WHAT YOU HAVE TO DO = Every record must be repeated exactly, with no omission.

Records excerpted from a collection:
★ ★ ★ ★
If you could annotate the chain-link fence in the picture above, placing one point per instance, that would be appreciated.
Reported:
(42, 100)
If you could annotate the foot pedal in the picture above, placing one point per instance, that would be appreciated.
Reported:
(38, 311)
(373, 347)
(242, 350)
★ ★ ★ ★
REPLY =
If you could annotate the chain-link fence in the picture above, placing one point per instance, that would be appreciated.
Reported:
(42, 100)
If you could annotate the foot pedal in the picture above, placing one point per instance, that would be appreciated.
Reported:
(38, 311)
(373, 347)
(242, 350)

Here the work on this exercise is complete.